- Consigne a
Transformez le listing placé après l'extrait en une liste JSON de chaînes, avec une chaîne par ligne et sans les lignes vides. Excluez les images de votre réponse.

- Extrait du document
┌──

La colère : c’est pas bien ?
Spontanément, la colère est perçue comme une émotion négative qu’il faudrait faire disparaître car elle est « mauvaise. » Mais avant de parler des problèmes qu’elle suscite, il faut d’abord bien admettre que si elle ne servait à rien, l’évolution l’aurait ôté de notre répertoire émotionnel.
On peut donc lui retenir deux bénéfices : la protection et l’affirmation (les limites posées à l’autre.) Malheureusement, pour des raisons culturelles, la colère est comprise comme de l’impolitesse - et interdit du même coup une expression de soi – tout en étant comprise comme un « trait de caractère virile » - ce qui est en fait bien plus une affaire d’immaturité émotionnelle.
Examinons la colère à travers quatre types :
Impulsive : cette colère s’exprimera souvent après l’accumulation d’émotions non exprimées ou de vécus non dits. Fréquemment, les émotions n’ont pas été encouragées à l’enfance (la tristesse est définie comme « de la comédie » et la colère comme « un caprice » ou « une agression. ») L’enfant n’a pas les moyens de faire l’expérience de ce qu’il ressent et plus grand, les émotions auront tendance à s’exprimer trop tard, sous forme de colère, avec le sentiment de ne pas être compris, alors que rien n'aura été exprimé avant. N’avons-nous pas connu une personne qui, lorsqu’elle est heureuse, montre d’abord son pessimisme. Ou une autre, lorsqu’elle est triste, tente de trouver un problème sans rapport avec la situation afin de se défouler sur « des coupables. » ?

└──

- Données enregistrées
┌──

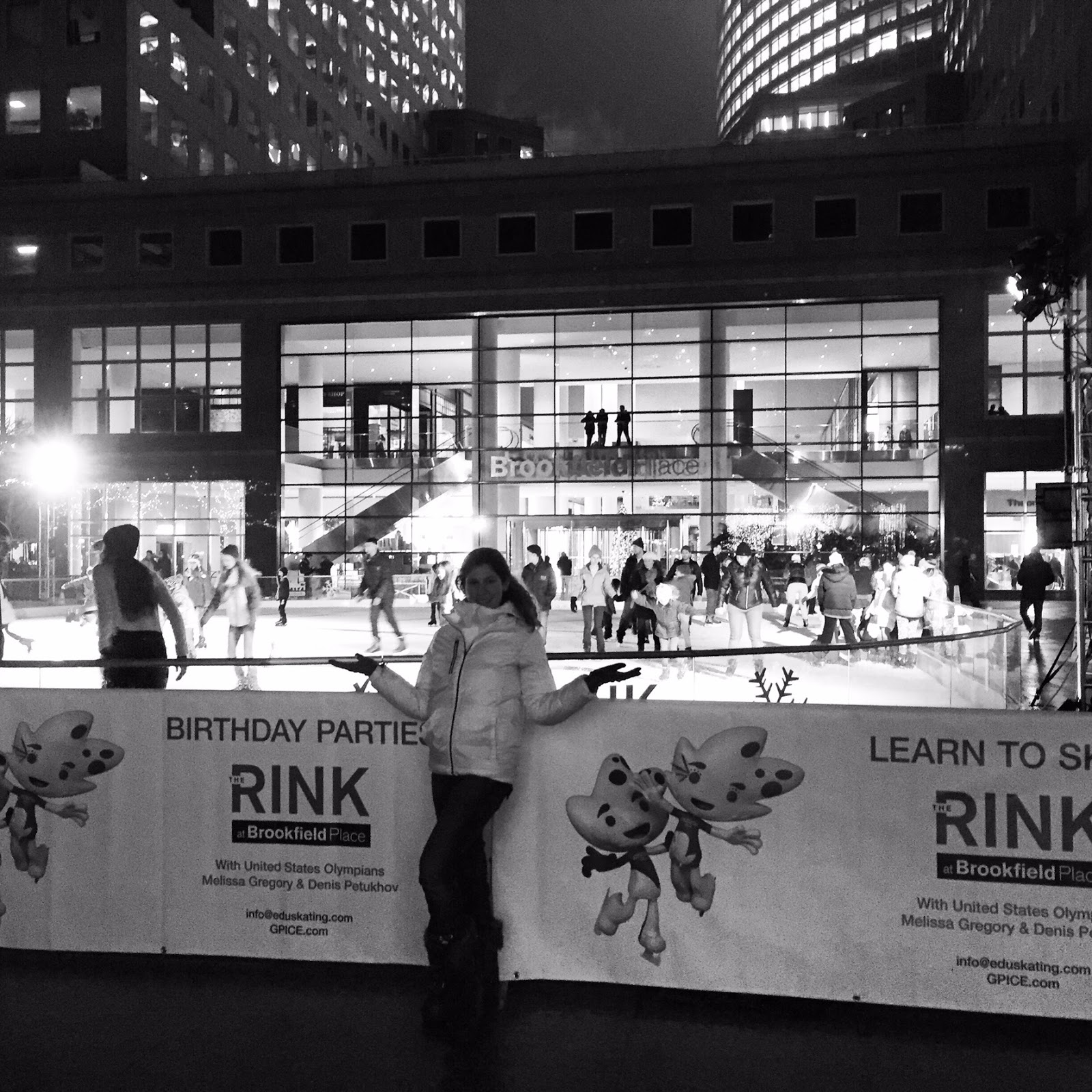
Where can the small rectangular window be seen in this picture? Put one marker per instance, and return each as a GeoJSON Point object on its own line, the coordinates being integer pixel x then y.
{"type": "Point", "coordinates": [367, 243]}
{"type": "Point", "coordinates": [156, 249]}
{"type": "Point", "coordinates": [921, 212]}
{"type": "Point", "coordinates": [673, 227]}
{"type": "Point", "coordinates": [835, 218]}
{"type": "Point", "coordinates": [753, 222]}
{"type": "Point", "coordinates": [87, 253]}
{"type": "Point", "coordinates": [516, 235]}
{"type": "Point", "coordinates": [225, 246]}
{"type": "Point", "coordinates": [85, 109]}
{"type": "Point", "coordinates": [295, 245]}
{"type": "Point", "coordinates": [593, 231]}
{"type": "Point", "coordinates": [1008, 207]}
{"type": "Point", "coordinates": [19, 255]}
{"type": "Point", "coordinates": [23, 113]}
{"type": "Point", "coordinates": [442, 238]}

└──

- Consigne b
Reformulez sous forme de liste le paragraphe de l'extrait sur la colère qui commence par « On peut donc lui retenir », en conservant ses informations essentielles.

- Réponse finale a
[
  "Where can the small rectangular window be seen in this picture? Put one marker per instance, and return each as a GeoJSON Point object on its own line, the coordinates being integer pixel x then y.",
  "{\"type\": \"Point\", \"coordinates\": [367, 243]}",
  "{\"type\": \"Point\", \"coordinates\": [156, 249]}",
  "{\"type\": \"Point\", \"coordinates\": [921, 212]}",
  "{\"type\": \"Point\", \"coordinates\": [673, 227]}",
  "{\"type\": \"Point\", \"coordinates\": [835, 218]}",
  "{\"type\": \"Point\", \"coordinates\": [753, 222]}",
  "{\"type\": \"Point\", \"coordinates\": [87, 253]}",
  "{\"type\": \"Point\", \"coordinates\": [516, 235]}",
  "{\"type\": \"Point\", \"coordinates\": [225, 246]}",
  "{\"type\": \"Point\", \"coordinates\": [85, 109]}",
  "{\"type\": \"Point\", \"coordinates\": [295, 245]}",
  "{\"type\": \"Point\", \"coordinates\": [593, 231]}",
  "{\"type\": \"Point\", \"coordinates\": [1008, 207]}",
  "{\"type\": \"Point\", \"coordinates\": [19, 255]}",
  "{\"type\": \"Point\", \"coordinates\": [23, 113]}",
  "{\"type\": \"Point\", \"coordinates\": [442, 238]}"
]

- Réponse finale b
- La colère apporte deux bénéfices : la protection et l'affirmation, c'est-à-dire les limites posées à l'autre.
- Pour des raisons culturelles, elle est perçue comme de l'impolitesse, ce qui interdit du même coup l'expression de soi.
- Elle est aussi perçue comme un signe de virilité, alors qu'il s'agit bien plus d'immaturité émotionnelle.